What you should do: Please rewrite the committee transcript between "I will try to" and "36,000 farmers in GLAS.", inclusive, renaming "GLAS" to "the program" wherever it appears.

Oireachtas Joint and Select Committees

Wednesday, 30 September 2015

Joint Oireachtas Committee on Agriculture, Food and the Marine

Estimates for Public Services 2015: Vote 30 - Department of Agriculture, Food and the Marine

11:00 am

Photo of Simon CoveneySimon Coveney (Cork South Central, Fine Gael) | Oireachtas source

I will try to move through the questions more quickly. We will spend €20 million on GLAS this year. There will be 26,000 farmers in GLAS. We will open a second round of GLAS for applications starting, hopefully, in the week of 12 October. We will accept another 10,000 or so. They will start their membership of GLAS from 1 January next and they will be paid next year. There will be approximately 36,000 farmers in GLAS.

We are moving towards the 50,000 figure. Some people would like us to take in more than 10,000 this time but we must be responsible in scaling up GLAS. We cannot spend €250 million on GLAS next year. I would love to be able to do it, but we cannot. We never said we would be able to do that. We said we would accept as many farmers as we could from the first day and 26,000 was far more than most people were seeking when it was being designed. To have 36,000 in it by the end of the first year is not a bad performance. We will take in the other 15,000 as soon as we can afford to commit the full €0.25 billion a year that will be spent on GLAS. It will be done as soon as possible.

Source information:
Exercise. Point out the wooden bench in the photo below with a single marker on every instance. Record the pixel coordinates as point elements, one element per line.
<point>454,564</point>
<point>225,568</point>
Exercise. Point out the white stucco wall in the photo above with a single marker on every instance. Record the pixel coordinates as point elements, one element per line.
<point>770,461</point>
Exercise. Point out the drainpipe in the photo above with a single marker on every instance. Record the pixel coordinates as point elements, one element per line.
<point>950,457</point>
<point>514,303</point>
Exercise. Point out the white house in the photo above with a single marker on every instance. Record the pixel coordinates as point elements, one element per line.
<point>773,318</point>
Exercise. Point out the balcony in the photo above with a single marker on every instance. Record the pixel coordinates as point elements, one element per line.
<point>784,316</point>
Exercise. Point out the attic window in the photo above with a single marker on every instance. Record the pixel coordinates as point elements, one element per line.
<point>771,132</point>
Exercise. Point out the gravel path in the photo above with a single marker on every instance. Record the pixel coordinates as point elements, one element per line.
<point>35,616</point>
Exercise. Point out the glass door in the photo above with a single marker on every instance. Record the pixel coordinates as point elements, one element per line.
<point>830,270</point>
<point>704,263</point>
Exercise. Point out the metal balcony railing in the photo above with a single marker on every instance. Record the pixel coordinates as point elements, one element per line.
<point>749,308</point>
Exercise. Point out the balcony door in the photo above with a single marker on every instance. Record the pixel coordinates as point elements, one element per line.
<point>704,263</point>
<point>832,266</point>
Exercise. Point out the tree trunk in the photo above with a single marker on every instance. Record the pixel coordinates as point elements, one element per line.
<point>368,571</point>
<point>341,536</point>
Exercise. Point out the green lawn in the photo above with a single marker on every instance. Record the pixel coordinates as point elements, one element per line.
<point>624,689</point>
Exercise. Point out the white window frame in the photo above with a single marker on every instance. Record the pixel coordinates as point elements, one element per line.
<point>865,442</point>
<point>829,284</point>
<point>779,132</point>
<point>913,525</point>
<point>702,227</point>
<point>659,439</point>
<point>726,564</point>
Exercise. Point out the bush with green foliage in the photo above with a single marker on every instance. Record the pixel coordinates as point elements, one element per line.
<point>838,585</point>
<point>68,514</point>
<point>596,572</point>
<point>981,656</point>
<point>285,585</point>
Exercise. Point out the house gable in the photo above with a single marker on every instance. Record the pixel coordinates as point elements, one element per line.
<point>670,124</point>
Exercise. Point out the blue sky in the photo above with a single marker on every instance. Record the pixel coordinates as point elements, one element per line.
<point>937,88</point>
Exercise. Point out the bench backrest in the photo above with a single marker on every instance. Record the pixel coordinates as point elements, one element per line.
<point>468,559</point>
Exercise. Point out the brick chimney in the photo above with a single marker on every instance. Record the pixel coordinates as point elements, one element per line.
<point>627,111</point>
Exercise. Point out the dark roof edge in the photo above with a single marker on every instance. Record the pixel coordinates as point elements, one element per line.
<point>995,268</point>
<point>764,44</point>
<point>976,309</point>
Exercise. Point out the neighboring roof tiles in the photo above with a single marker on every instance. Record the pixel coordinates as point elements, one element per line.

Worked solution:
I will try to move through the questions more quickly. We will spend €20 million on the program this year. There will be 26,000 farmers in the program. We will open a second round of the program for applications starting, hopefully, in the week of 12 October. We will accept another 10,000 or so. They will start their membership of the program from 1 January next and they will be paid next year. There will be approximately 36,000 farmers in the program.